▶ **Record set**:
====
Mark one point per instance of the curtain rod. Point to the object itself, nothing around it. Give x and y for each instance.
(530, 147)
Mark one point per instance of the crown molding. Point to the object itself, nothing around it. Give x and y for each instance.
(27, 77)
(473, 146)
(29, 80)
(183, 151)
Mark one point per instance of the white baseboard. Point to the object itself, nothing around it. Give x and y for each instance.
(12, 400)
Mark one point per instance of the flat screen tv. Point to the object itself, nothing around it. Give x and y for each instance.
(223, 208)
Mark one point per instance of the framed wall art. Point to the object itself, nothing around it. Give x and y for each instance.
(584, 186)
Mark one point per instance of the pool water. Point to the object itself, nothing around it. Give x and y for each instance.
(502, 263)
====
Starting at the line that contains "Mark one point per instance of the flat" and ending at the close of the material, reproduce those lines with every occurrence of "object" changed to "item" and everything else left unchanged.

▶ **Output for this task**:
Mark one point per instance of the flat screen tv. Point to the item itself, nothing around it. Give x and y for each instance.
(223, 208)
Mark one point per instance of the framed wall art. Point to the item itself, nothing around it. Give x and y for each instance.
(584, 186)
Mark one point per instance of the pool water. Point to the item itself, nothing around it. Give x and y for each instance.
(502, 263)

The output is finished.